- WHAT YOU WILL DO -
The expected answer is the set of lines in the data below between the line holding "Query: woman's smile" and the line holding "Annotate each instance of the woman's face", inclusive, written out exactly.

--- GIVEN RECORDS Enclosed Below ---

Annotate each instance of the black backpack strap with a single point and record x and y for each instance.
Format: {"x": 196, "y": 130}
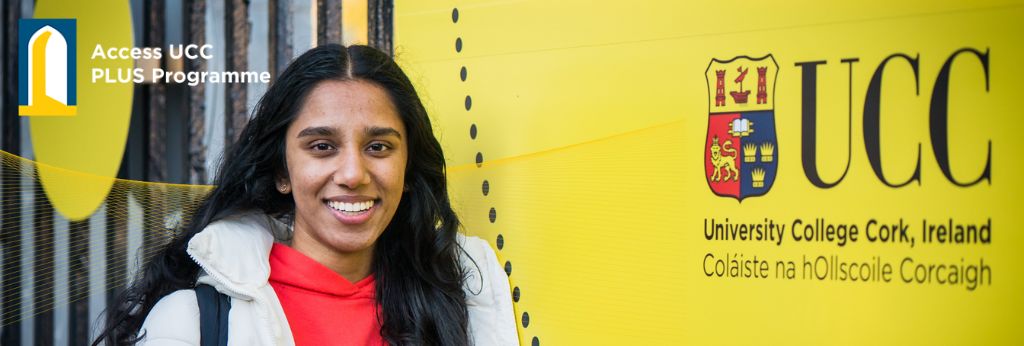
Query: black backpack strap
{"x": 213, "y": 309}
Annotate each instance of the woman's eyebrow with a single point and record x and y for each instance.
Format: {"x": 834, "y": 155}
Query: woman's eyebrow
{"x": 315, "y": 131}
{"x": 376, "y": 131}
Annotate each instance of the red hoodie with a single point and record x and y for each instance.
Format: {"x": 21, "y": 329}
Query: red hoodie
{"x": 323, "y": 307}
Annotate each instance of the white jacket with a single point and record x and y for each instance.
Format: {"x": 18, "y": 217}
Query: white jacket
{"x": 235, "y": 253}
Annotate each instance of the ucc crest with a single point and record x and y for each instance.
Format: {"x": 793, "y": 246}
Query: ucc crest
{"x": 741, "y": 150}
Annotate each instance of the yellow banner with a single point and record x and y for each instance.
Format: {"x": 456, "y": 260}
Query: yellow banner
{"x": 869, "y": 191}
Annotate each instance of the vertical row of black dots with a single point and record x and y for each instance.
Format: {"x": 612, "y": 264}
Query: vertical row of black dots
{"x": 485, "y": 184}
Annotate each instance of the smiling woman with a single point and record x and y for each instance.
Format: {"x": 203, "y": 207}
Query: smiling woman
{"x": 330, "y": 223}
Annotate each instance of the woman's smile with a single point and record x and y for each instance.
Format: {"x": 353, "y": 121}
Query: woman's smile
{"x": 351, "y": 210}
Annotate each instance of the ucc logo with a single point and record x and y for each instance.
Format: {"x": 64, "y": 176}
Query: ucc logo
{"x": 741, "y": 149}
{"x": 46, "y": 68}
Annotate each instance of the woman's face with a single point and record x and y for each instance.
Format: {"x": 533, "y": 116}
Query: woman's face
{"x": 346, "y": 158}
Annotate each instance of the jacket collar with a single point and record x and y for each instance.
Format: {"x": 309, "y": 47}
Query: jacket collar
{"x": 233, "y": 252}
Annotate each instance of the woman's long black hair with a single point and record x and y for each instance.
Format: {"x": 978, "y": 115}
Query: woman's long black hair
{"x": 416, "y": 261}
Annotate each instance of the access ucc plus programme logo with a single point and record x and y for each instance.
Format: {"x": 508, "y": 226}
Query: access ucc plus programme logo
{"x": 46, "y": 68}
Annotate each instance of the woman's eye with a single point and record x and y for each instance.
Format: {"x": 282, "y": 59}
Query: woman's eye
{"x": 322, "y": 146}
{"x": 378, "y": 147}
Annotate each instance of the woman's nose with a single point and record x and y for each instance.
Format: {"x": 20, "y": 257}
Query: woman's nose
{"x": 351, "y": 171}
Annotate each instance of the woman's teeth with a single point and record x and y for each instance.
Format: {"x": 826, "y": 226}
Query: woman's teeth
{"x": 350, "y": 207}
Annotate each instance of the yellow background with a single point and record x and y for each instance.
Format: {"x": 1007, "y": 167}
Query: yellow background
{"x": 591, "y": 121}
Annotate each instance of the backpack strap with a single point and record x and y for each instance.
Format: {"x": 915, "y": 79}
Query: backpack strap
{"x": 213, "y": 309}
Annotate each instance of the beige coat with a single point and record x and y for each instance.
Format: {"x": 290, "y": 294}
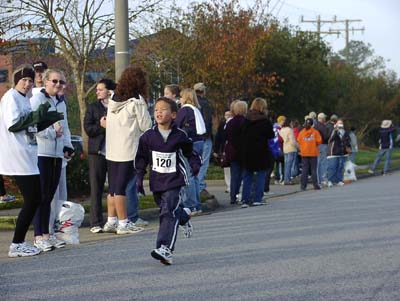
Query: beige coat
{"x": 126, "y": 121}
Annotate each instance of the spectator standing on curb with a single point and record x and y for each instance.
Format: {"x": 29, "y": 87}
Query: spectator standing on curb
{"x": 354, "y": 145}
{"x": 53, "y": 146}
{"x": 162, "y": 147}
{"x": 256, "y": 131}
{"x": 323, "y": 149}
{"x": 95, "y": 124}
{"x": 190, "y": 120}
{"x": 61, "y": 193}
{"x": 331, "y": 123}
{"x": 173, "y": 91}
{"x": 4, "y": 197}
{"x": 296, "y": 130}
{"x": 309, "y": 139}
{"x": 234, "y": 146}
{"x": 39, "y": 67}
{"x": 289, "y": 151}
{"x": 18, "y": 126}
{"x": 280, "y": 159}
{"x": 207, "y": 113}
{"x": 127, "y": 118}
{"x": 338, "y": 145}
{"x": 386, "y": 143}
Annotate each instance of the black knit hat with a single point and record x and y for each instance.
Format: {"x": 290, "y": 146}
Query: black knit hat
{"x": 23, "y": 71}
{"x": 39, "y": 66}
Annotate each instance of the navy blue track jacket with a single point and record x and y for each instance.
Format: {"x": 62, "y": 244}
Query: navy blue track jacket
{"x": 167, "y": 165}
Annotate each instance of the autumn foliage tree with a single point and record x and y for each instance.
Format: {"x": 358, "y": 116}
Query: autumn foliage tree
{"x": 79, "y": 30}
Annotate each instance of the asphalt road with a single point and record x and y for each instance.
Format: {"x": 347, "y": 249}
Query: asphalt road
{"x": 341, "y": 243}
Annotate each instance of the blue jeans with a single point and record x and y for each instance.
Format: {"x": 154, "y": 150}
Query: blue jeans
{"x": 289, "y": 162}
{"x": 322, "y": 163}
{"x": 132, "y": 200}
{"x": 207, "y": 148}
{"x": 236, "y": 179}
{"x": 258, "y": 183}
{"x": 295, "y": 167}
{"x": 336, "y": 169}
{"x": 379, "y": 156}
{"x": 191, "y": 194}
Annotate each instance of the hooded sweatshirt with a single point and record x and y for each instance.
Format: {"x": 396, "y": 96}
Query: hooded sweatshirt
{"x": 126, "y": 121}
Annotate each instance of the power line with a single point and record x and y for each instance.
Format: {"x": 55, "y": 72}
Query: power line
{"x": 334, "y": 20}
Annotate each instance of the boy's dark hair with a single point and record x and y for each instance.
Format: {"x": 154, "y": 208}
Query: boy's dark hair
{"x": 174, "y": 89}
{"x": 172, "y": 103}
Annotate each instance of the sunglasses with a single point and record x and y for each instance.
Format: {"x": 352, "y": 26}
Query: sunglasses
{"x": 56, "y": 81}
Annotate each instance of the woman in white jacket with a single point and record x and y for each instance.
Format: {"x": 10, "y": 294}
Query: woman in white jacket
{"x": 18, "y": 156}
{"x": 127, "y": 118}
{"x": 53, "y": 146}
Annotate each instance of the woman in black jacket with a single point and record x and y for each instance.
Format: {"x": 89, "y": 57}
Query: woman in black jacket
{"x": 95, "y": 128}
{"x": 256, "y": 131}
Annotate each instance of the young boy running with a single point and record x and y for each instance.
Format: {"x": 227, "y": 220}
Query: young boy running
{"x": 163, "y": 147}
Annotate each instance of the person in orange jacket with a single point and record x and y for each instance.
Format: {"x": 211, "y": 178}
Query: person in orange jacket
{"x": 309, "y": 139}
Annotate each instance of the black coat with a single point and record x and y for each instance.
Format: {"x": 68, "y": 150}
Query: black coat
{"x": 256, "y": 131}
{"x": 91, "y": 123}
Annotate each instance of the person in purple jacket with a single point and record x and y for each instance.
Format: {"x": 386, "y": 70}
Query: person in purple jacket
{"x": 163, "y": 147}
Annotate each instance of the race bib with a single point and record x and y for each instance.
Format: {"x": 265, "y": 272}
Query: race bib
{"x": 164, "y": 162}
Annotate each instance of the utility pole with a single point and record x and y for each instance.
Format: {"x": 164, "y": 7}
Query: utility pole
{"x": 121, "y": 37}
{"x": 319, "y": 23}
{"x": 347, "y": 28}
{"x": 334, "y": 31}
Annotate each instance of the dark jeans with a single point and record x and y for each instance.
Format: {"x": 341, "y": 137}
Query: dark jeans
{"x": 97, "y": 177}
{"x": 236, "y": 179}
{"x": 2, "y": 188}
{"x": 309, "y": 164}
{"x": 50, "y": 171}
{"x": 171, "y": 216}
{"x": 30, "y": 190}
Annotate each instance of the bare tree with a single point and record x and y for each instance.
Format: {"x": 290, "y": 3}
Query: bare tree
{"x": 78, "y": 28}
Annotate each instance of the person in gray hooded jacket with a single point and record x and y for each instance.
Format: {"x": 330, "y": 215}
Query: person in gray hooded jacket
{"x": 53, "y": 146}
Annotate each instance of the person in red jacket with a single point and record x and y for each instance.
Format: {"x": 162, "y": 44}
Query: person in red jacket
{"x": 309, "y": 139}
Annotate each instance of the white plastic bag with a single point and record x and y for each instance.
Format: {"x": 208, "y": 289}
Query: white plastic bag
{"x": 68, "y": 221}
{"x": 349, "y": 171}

--- End of Enclosed GIVEN RECORDS ---
--- GIVEN RECORDS Enclosed Below ---

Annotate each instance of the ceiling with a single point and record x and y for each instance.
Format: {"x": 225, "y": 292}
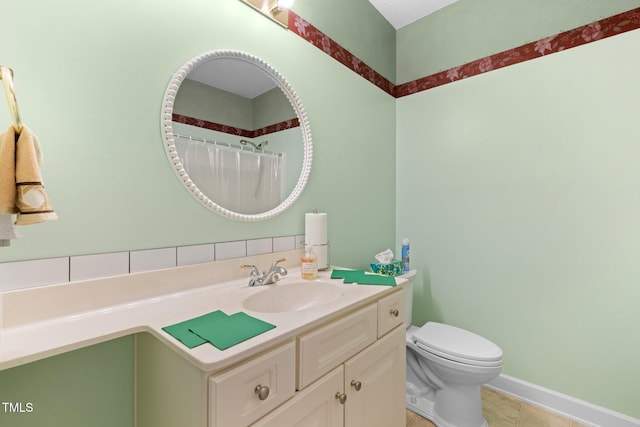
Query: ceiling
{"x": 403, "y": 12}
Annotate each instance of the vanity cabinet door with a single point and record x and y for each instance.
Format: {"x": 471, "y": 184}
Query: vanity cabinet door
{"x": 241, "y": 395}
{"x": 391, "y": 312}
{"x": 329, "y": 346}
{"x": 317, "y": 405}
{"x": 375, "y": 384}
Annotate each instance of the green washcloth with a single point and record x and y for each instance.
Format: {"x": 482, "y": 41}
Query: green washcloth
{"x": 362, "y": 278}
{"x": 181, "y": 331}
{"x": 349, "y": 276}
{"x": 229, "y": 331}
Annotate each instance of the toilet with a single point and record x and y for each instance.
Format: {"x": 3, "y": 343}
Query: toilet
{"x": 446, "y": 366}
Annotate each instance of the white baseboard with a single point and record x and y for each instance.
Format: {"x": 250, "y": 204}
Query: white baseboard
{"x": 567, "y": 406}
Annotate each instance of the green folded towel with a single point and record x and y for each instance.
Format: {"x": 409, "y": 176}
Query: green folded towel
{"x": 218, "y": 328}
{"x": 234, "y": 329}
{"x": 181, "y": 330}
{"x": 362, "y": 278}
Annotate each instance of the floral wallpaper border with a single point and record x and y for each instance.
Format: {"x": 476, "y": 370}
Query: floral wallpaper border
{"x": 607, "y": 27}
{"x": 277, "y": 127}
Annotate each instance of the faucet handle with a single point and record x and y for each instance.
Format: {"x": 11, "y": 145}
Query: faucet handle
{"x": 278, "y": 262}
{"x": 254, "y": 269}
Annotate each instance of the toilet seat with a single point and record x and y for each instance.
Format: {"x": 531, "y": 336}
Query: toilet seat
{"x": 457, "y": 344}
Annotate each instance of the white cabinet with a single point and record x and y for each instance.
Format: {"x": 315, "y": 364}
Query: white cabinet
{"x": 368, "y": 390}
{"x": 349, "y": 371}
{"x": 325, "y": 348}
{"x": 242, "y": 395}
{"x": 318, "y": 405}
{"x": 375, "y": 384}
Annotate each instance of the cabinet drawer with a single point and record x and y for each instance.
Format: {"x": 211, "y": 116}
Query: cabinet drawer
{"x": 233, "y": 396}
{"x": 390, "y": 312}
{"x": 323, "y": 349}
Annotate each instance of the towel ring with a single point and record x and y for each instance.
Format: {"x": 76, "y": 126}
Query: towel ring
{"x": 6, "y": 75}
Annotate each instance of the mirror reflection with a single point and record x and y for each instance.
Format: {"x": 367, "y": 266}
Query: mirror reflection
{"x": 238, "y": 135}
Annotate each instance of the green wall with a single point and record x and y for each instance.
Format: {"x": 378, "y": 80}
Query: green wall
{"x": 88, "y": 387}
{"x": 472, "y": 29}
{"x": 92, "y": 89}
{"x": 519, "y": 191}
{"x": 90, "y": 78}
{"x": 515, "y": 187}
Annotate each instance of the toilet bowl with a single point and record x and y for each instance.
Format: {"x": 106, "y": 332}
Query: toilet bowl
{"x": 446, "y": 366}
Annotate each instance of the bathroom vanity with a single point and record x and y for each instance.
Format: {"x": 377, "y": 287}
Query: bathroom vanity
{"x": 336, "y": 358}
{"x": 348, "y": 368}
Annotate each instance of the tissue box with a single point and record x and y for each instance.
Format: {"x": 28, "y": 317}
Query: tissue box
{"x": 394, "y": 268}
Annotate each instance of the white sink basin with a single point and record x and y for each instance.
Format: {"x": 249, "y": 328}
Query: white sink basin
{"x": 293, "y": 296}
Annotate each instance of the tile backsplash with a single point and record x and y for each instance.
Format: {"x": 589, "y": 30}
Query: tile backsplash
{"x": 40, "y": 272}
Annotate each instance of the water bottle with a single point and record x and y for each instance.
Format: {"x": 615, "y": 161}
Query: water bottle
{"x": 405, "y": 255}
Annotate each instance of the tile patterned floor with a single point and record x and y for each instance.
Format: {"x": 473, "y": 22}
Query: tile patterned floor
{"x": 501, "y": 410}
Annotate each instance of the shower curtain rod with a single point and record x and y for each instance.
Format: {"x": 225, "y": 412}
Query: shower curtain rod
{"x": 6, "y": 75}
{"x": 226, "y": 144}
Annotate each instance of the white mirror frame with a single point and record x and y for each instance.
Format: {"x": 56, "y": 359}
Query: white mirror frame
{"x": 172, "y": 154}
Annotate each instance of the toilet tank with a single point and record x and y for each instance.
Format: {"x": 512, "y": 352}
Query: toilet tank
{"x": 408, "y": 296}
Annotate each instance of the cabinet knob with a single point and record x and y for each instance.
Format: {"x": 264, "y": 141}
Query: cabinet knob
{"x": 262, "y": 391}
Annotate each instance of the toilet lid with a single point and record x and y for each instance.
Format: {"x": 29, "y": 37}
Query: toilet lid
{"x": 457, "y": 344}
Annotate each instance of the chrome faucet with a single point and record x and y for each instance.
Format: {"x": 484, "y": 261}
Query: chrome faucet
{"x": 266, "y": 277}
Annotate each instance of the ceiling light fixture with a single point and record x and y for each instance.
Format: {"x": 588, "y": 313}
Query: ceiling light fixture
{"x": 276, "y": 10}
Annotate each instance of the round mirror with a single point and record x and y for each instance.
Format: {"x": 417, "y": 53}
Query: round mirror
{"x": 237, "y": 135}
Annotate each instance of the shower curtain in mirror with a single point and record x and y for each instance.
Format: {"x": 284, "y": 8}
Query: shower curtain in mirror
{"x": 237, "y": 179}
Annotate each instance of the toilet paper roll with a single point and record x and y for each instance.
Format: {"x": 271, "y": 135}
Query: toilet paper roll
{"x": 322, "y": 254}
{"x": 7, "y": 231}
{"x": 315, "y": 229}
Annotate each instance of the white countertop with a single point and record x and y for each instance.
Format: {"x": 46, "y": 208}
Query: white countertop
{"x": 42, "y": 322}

--- End of Enclosed GIVEN RECORDS ---
--- GIVEN RECORDS Enclosed Below ---

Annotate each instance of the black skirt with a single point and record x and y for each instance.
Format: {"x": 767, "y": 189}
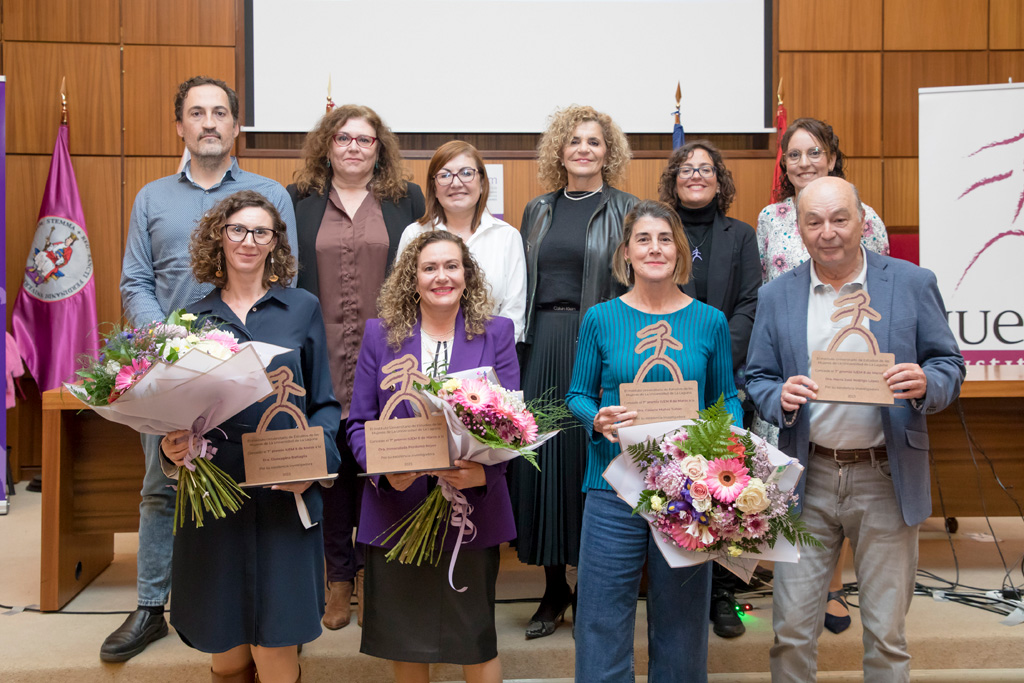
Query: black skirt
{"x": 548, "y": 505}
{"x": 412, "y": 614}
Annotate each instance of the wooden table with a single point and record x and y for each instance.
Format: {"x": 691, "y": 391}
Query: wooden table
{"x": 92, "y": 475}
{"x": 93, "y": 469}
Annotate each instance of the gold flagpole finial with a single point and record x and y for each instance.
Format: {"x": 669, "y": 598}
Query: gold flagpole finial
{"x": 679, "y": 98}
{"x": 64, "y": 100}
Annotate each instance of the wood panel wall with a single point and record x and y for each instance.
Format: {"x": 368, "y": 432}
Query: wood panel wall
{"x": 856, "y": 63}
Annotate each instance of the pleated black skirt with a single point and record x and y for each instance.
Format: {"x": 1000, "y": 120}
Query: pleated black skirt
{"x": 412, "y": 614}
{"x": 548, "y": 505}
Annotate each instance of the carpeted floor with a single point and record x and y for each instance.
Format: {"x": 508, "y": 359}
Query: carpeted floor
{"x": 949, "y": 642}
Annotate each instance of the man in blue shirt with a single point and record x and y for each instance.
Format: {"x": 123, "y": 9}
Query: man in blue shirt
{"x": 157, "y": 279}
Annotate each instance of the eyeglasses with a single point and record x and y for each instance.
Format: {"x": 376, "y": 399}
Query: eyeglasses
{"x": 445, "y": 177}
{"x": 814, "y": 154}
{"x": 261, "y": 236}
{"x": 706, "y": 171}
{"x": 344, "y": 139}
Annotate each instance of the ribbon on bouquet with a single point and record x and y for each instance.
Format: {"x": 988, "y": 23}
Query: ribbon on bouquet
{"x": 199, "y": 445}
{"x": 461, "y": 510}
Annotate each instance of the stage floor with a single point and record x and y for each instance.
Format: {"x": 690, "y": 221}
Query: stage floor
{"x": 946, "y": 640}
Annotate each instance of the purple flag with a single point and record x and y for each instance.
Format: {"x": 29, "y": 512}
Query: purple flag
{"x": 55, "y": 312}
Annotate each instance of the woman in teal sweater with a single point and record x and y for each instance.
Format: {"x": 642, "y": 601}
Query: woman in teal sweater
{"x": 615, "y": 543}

--- End of Enclosed GIVEN RECORDS ---

- WRITTEN REPLY -
Query: woman's smile
{"x": 351, "y": 210}
Annotate each instance of the ucc logo with a single point and record x and y for each instance.
Format: {"x": 64, "y": 176}
Query: ucc logo
{"x": 741, "y": 149}
{"x": 46, "y": 68}
Annotate each instance of the woman's face with a single point and record x and y for each instance.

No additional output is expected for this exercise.